▸ EXERCISE: Repeat each of the entries below word for word, without the pictures.

───

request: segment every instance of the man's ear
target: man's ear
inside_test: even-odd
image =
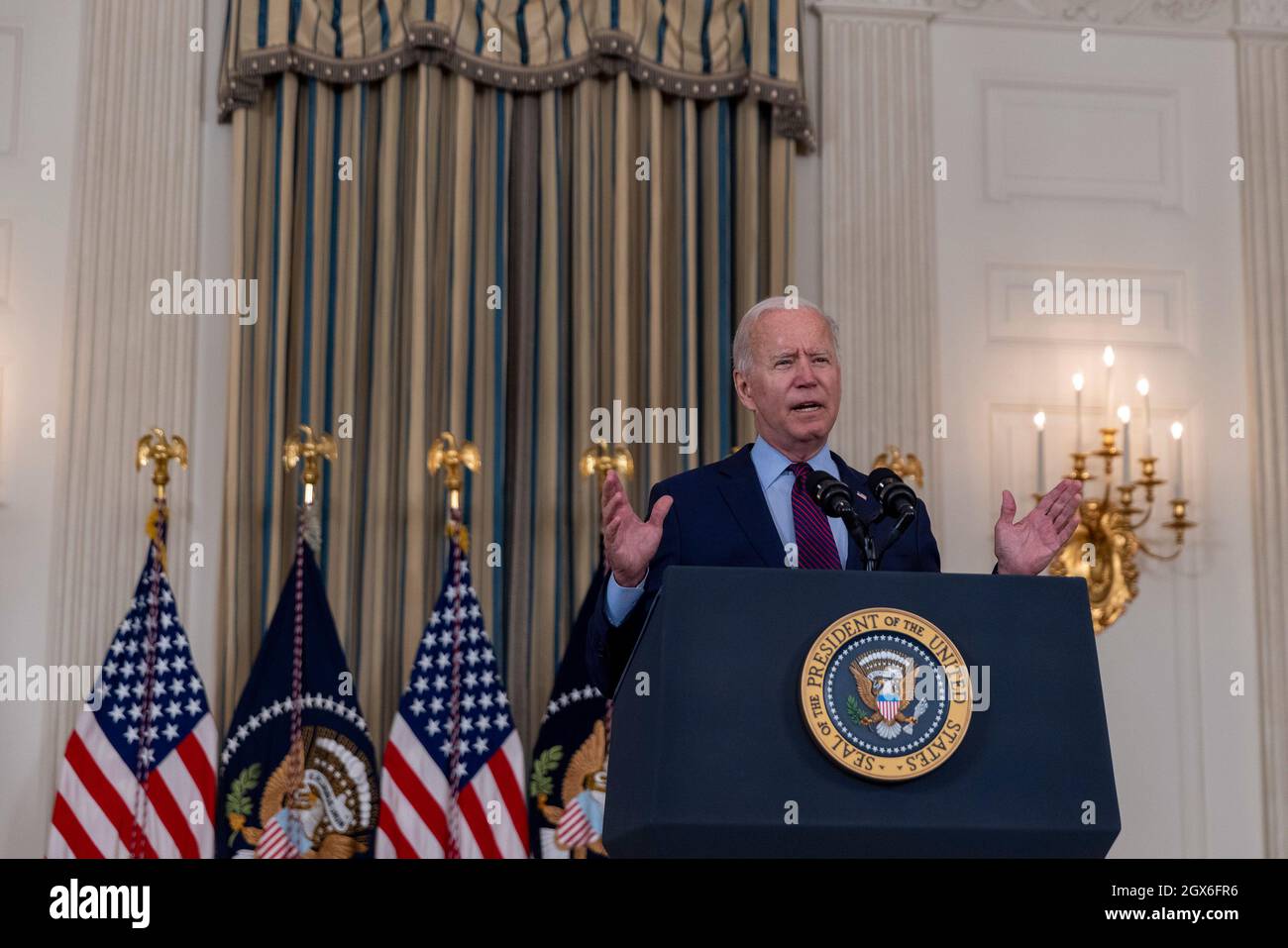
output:
[[[738,401],[742,402],[743,408],[756,411],[756,402],[751,397],[751,385],[747,383],[747,376],[737,368],[733,370],[733,390],[738,393]]]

───

▸ CORRECT RESPONSE:
request: segment every instance of the man's ear
target: man's ear
inside_test: even-odd
image =
output:
[[[738,401],[742,402],[743,408],[756,411],[756,402],[751,397],[751,385],[747,383],[747,376],[737,368],[733,370],[733,390],[738,393]]]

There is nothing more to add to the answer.